EXTRACT START

ABB Power Products and Systems India Ltd’s plan to buyback shares worth ₹917 crore through an open offer has attracted the scrutiny of the markets regulator after complaints by a section of minority shareholders, said two people with direct knowledge of the matter.
The Securities and Exchange Board of India (Sebi) is examining whether the price offered to minority shareholders as well as the valuation is fair, and whether it needs to be revised, said one of the two people cited above. “Sebi is examining whether there is a need to appoint an independent valuer,” the person said.
There are, however, multiple issues that need to be considered. These include whether the promoters of ABB Power will earn better value for their holdings than minority investors, whether interest should be added to the offer price, and also whether the offer price has considered the low valuation at the time due to covid-19 and, finally, the precedence of having an independent valuation in earlier instances as seen in the case of Federal-Mogul Goetze (India) Ltd last year.
“Sebi is conducting its routine review as customary prior to granting clearance. ABB remains in close dialogue with the regulator on the matter,” said ABB in an emailed response.
ABB Power, which was hived off from ABB India Ltd when the parent sold its power grid business to Japan’s Hitachi Ltd, debuted on exchanges in March through a demerger. In this deal, the merchant banker had considered the date of listing as 30 March and also considered the target company as infrequently traded.
The mandatory open offer was announced in June jointly by parent ABB Group and Hitachi for acquiring 25% of the public shareholding of ABB Power at ₹865.92 apiece.
The minority investors claimed in their complaint to Sebi that ABB was frequently traded at the time of the main transaction in 2018, and consequently, the resultant company must be treated as a frequently traded company and its valuation should have been done based on that price instead of March 2020.
“The manager to the offer has accepted valuation as on 24 March 2020, the date on which the global markets were at an all-time low, thus making the valuation less than it should be,” the minority investors said in their complaint, a copy of which was reviewed by Mint. They also claimed the deal has placed minority investors at a disadvantage as compared to promoters, who got an exit at the much higher valuations of December 2018.
The investors also argued that interest should be added to the open offer price. They claim that the open offer was triggered in December 2018 when the demerger was announced. The company announced the open offer 15 months later in March 2020.
An ABB spokesperson said the ABB Power was valued by two independent experts—EY and Bansi S. Mehta.
“At the time of entering into the SPA (share purchase agreement) on December 17, 2018, the intrinsic valuation of ABB Ltd’s power grids business in India was not determined. At that point in time, AB Power was not in existence as it was one of the business segments of ABB India Limited. As a result, it only became subject to stock exchange regulations on March 30, 2020, when APPSIL was listed following a demerger process in full compliance with NCLT requirements,” the spokesperson added.

EXTRACT END

◆ EXERCISES TO COMPLETE ◆
1. According to the article, at what price per share was the open offer made?
2. List every issue that the article says needs to be considered in the ABB Power matter.
3. Summarize the article in two sentences.

DATA START

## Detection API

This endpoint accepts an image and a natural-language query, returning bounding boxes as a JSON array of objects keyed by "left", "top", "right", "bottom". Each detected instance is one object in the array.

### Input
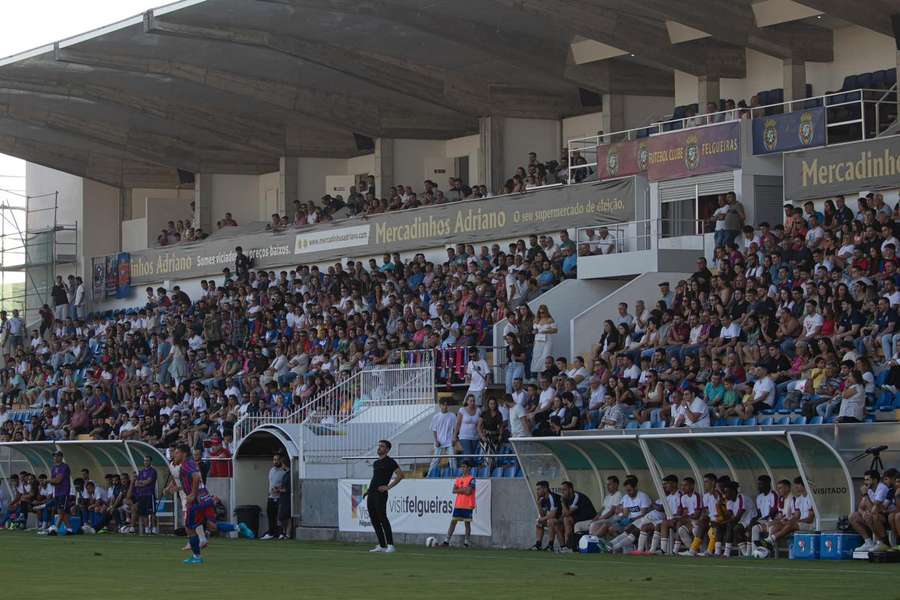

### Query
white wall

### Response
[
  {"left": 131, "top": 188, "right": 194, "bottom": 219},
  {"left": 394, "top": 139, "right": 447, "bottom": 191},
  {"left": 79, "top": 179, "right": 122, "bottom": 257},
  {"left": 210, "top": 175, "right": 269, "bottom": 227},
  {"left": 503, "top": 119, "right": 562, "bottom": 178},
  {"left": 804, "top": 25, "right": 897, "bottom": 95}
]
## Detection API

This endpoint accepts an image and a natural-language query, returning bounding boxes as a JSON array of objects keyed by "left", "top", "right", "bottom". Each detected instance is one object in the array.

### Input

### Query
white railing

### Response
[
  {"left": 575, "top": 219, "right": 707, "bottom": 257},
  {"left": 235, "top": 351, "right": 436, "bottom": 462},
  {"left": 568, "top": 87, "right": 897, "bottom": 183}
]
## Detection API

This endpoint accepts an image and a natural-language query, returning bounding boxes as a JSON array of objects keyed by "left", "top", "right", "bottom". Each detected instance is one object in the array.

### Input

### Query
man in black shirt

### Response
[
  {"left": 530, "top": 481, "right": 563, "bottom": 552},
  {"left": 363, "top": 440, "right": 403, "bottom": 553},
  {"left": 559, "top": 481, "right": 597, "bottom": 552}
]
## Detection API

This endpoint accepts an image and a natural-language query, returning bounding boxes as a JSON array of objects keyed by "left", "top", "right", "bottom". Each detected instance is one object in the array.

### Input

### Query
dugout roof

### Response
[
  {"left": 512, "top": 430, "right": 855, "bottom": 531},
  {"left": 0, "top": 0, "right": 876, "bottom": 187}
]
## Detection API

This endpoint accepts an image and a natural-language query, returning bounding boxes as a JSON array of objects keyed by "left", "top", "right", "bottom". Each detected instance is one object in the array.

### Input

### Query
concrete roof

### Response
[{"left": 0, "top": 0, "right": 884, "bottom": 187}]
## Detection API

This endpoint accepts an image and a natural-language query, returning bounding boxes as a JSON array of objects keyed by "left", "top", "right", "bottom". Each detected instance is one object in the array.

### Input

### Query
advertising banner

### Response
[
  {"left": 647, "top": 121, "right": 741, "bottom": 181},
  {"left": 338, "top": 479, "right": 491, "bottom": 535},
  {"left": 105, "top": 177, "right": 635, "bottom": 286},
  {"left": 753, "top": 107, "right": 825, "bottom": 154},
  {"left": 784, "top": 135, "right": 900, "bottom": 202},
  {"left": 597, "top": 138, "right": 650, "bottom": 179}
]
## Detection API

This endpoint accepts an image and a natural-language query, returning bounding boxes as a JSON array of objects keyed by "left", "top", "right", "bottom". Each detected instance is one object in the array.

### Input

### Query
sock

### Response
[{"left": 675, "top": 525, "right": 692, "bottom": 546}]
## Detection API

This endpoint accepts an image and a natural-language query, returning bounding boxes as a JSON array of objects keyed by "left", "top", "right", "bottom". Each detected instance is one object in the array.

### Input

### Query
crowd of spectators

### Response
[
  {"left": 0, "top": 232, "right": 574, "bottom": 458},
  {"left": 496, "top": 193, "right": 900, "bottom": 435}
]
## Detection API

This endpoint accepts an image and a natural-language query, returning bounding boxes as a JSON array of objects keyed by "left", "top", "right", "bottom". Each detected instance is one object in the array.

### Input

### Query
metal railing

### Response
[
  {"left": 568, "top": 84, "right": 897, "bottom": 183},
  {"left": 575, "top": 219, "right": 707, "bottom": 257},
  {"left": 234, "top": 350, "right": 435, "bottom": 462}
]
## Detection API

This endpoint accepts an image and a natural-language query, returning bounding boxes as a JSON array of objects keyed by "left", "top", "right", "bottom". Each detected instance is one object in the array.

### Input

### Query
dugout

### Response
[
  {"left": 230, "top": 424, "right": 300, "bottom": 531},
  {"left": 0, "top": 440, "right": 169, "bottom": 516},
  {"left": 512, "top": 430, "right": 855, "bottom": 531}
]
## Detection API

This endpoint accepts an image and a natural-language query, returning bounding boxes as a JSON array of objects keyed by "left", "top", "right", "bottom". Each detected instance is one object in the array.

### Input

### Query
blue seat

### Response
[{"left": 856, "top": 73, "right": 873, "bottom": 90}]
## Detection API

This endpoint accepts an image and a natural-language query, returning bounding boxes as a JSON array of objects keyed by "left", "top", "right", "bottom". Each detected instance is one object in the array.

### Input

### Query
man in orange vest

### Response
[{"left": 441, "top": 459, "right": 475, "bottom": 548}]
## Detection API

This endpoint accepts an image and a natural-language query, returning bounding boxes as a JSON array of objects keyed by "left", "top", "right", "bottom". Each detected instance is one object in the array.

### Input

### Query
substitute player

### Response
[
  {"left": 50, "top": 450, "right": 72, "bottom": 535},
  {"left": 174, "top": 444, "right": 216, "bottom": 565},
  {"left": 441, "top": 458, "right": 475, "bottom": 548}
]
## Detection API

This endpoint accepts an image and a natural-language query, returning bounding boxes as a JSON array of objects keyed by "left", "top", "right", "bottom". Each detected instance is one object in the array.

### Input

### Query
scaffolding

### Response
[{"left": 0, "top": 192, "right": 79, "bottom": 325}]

DATA END

◆ TASK ANSWERS ◆
1. ₹865.92 per share.

2.
- Whether the promoters of ABB Power will earn better value for their holdings than minority investors
- Whether interest should be added to the offer price
- Whether the offer price took into account the low valuation at the time due to covid-19
- The precedent of an independent valuation in earlier instances, as in the case of Federal-Mogul Goetze (India) Ltd last year

3. After complaints from some minority shareholders, Sebi is examining whether the price and valuation in ABB Power Products and Systems India Ltd's ₹917 crore open offer are fair and whether an independent valuer is needed. The investors argue that the March 2020 valuation date, when global markets were at an all-time low, undervalued the company and disadvantaged them compared to promoters, while ABB says two independent experts valued the company and that it only became subject to stock exchange regulations when it was listed on March 30, 2020.